[WRITTEN INSTRUCTION] Could you give the listing below again with "blue latex balloon" changed to "red latex balloon" and everything else left unchanged? Leave the pictures out.

[RECORDED INFORMATION]

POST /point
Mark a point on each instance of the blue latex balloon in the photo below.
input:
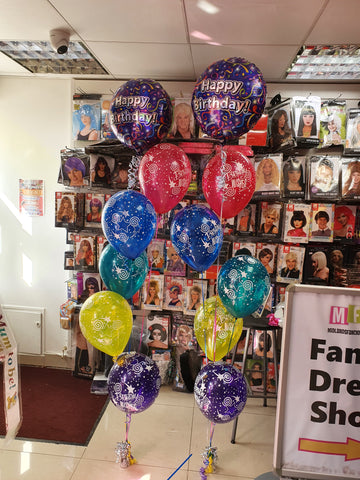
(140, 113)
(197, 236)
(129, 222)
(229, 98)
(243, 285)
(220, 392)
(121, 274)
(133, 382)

[SOLUTION TO THE EXERCISE]
POST /point
Mark a point on each instance of the red latex balloon in the photo below.
input:
(140, 113)
(197, 236)
(129, 222)
(229, 98)
(243, 285)
(220, 392)
(121, 274)
(133, 382)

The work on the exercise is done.